I don’t claim to be any expert on solo female travel, but people I meet during my travels are often confused/amazed that I’m completely okay with travelling alone. In Hawaii people seemed to think of me as a mystical unicorn genie for travelling alone, and I was even singled out during events (like at a luau). In reality, there are SO many benefits to travelling alone (and not just as a woman): you’re more open to meeting new people, you can work with your own schedule, and you can be as flexible as you like.
So if you’re interesting in travelling alone as a woman, here are some pointers to make things a bit more comfortable.
Other than sightseeing and doing fun things and being culturally immersed when you’re travelling, finding accommodations is one of the most important parts of travel. I personally prefer hostels, because if I’m travelling alone I like to meet people and hostels give you the perfect opportunity to do so. Many of the people I’ve met in hostels have remained my friends over the years. If you prefer to meet locals, Couchsurfing is the way to go.

Source excerpt:
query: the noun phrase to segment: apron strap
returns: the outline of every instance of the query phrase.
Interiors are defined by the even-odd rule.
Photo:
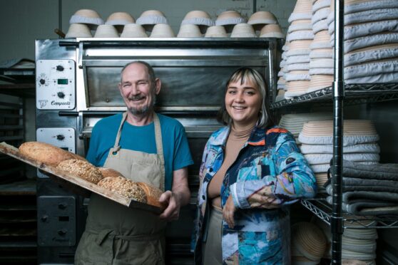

Required task 1: Shorten the paragraph of the text on solo travel that begins "Other than sightseeing," keeping its main facts.
Required task 2: Transcribe a passage from the text on solo travel, starting at the words "So if you’re" and stopping after the words "the way to go.".
The listing has no role in this work.

Task response 1: Besides sightseeing and cultural immersion, finding accommodations is one of the most important parts of travel. The writer prefers hostels when traveling alone because they offer the perfect chance to meet people, and many people met there have remained friends over the years. For meeting locals, Couchsurfing is the way to go.

Task response 2:
So if you’re interesting in travelling alone as a woman, here are some pointers to make things a bit more comfortable.
Other than sightseeing and doing fun things and being culturally immersed when you’re travelling, finding accommodations is one of the most important parts of travel. I personally prefer hostels, because if I’m travelling alone I like to meet people and hostels give you the perfect opportunity to do so. Many of the people I’ve met in hostels have remained my friends over the years. If you prefer to meet locals, Couchsurfing is the way to go.